### [PROBLEM TO SOLVE]
Where the string "segment" occurs in a line of the entries below, copy that line.

Collected data:
=== Begin Enclosure ===

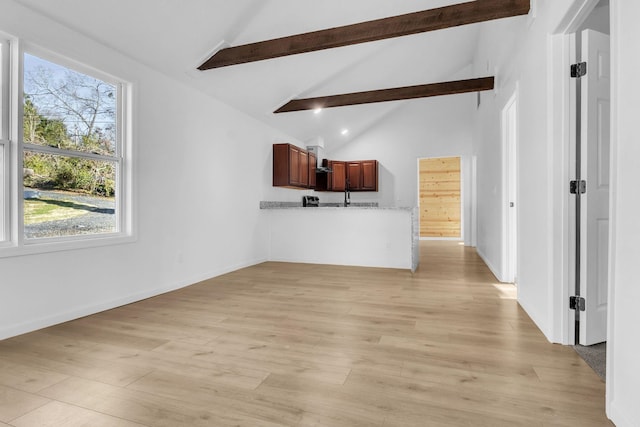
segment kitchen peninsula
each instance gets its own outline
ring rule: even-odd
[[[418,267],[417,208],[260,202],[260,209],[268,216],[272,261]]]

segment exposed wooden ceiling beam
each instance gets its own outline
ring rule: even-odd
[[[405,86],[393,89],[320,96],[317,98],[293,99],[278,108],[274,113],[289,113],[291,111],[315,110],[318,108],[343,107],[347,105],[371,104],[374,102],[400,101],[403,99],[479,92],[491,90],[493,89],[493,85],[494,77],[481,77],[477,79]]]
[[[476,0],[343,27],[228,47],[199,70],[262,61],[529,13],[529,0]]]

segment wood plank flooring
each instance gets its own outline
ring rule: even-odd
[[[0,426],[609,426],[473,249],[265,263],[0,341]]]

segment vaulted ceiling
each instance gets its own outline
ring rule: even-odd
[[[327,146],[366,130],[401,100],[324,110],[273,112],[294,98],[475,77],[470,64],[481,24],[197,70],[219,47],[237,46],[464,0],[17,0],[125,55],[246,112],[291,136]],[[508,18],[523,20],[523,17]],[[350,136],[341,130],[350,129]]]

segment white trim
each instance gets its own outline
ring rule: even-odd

=== End Enclosure ===

### [EXERCISE RESULT]
segment kitchen peninsula
segment exposed wooden ceiling beam
segment wood plank flooring
segment vaulted ceiling
segment white trim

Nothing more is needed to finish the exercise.